_PASSAGE_:
━━━

By Kamel Daoud in Impact24info
Retour du Liban. Dans ce pays, une loi étonnante de la vie : la précarité crée la vie, justement. Colonisé trente ans par les Moukhabrates syriennes, piégé par l’Iran et le Hezbollah, séquestré par Israël, paralysé par la peur et les snipers, ce pays est vivant. Scandaleusement. Avec cet élan et ce désir vif que la mort ou la finitude donnent à certains : l’envie de faire du moment présent une poignée de blé. Cela vous frappe quand vous êtes un petit-fils de la décolonisation.
Donc on peut parler de la guerre sans qu’elle parle à votre place ? Donc on peut vivre sans se sentir coupable à cause des morts et des sacrifiés ? Donc on peut rire et embrasser sans que cela soit un manque de respect envers les cimetières ? Donc on peut travailler sans ressortir toujours la mémoire de la colonisation comme explication mondiale de l’univers et excuse de la paresse organisée? Donc on peut élever des enfants sans tout mettre sur le trauma colonial ? Donc on peut même fréquenter le monde sans revenir comme un obsédé sur le couple France-Algérie, comme si ce couple était le cosmos entier ? Oui, cela est possible est c’est sain. Le Liban est une possibilité. Sa précarité donne envie de vivre et ses différences sont un lieu qui fait rêver. Un voyage au Liban éclaire toujours le voyageur. Qu’il vienne d’Occident ou d’ailleurs. Et encore plus un algérien. Car on y découvre cette nuance essentielle à la vie heureuse : on peut défendre l’histoire douloureuse de son pays, parler des hommes de courage qui ont rêvé notre libération mais sans tomber ni dans le morbide national, ni dans la vanité, ni dans les détestables travers des vétérans.
Cela devient lourd à subir cette culture algérienne qui enferme le monde dans la question postcoloniale, vous harcèle avec la «question française», réduit les nuances du monde au binaire de l’histoire et vous insulte dès que vous tentez de plaider des visions alternatives à cette camisole de la sépulture permanente. Oui, les libérateurs sont immenses, mais il faut aussi se répéter que la vie est unique et que le pays n’est pas uniquement le nota bene d’une épopée. La question est : comment sortir de l’histoire vers le présent sans que vous soyez accusé de traitrise, de harkisme ? Comment restaurer la sensation du sable sous la plante du pied, face au morbide religieux ou au morbide de l’histoire est ses cultes ? Pouvons-nous, nous Algériens, inventer un jour une vie heureuse et ouverte ? Pouvons-nous guérir ?

━━━

_DONNÉES_:

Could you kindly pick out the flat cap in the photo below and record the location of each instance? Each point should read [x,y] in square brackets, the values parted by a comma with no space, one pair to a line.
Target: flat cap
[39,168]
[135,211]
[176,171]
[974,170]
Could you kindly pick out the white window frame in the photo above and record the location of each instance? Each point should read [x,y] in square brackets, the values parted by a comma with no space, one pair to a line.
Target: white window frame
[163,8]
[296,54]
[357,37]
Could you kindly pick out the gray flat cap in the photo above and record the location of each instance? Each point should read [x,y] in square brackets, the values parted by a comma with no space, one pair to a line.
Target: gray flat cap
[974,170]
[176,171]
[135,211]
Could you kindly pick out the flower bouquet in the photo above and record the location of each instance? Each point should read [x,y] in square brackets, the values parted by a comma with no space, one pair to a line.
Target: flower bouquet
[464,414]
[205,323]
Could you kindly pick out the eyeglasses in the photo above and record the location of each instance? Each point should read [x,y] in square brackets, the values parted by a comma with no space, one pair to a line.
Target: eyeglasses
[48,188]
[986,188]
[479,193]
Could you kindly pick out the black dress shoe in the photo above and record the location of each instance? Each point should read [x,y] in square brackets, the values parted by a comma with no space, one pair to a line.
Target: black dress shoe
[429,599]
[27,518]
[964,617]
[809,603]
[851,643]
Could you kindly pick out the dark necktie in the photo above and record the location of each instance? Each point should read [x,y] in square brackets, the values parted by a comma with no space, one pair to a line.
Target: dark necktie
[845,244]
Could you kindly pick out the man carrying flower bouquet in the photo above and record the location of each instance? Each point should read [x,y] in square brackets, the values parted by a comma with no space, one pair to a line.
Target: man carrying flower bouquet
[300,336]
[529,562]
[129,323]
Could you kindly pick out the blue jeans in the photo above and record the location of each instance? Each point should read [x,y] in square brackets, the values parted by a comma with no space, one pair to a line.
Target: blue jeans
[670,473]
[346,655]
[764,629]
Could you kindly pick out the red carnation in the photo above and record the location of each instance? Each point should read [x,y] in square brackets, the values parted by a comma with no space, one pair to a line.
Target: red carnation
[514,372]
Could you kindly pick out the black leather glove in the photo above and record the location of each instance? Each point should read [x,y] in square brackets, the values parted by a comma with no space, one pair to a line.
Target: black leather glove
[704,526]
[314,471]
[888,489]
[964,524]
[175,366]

━━━

_CONSIGNES_:
**A.** D'après le passage, pendant combien de temps le Liban a-t-il été colonisé par les Moukhabrates syriennes ?
**B.** Transcrivez un extrait du passage : commencez aux mots « Cela devient lourd » et arrêtez-vous après « Pouvons-nous guérir ? ».
**C.** Résumez plus brièvement le paragraphe du passage qui commence par « Cela devient lourd à subir », en conservant ses faits principaux.

_RÉSULTATS DE L'EXERCICE_:
**A.** Trente ans.

**B.**
Cela devient lourd à subir cette culture algérienne qui enferme le monde dans la question postcoloniale, vous harcèle avec la «question française», réduit les nuances du monde au binaire de l’histoire et vous insulte dès que vous tentez de plaider des visions alternatives à cette camisole de la sépulture permanente. Oui, les libérateurs sont immenses, mais il faut aussi se répéter que la vie est unique et que le pays n’est pas uniquement le nota bene d’une épopée. La question est : comment sortir de l’histoire vers le présent sans que vous soyez accusé de traitrise, de harkisme ? Comment restaurer la sensation du sable sous la plante du pied, face au morbide religieux ou au morbide de l’histoire est ses cultes ? Pouvons-nous, nous Algériens, inventer un jour une vie heureuse et ouverte ? Pouvons-nous guérir ?

**C.** Une certaine culture algérienne devient pesante : elle enferme le monde dans la question postcoloniale, harcèle avec la « question française », réduit les nuances au binaire de l'histoire et insulte quiconque propose d'autres visions. Les libérateurs sont immenses, mais la vie est unique et le pays n'est pas seulement le nota bene d'une épopée. Restent plusieurs questions : comment passer de l'histoire au présent sans être accusé de traîtrise ou de harkisme, comment échapper au morbide religieux et historique, et les Algériens peuvent-ils inventer une vie heureuse et ouverte, et guérir ?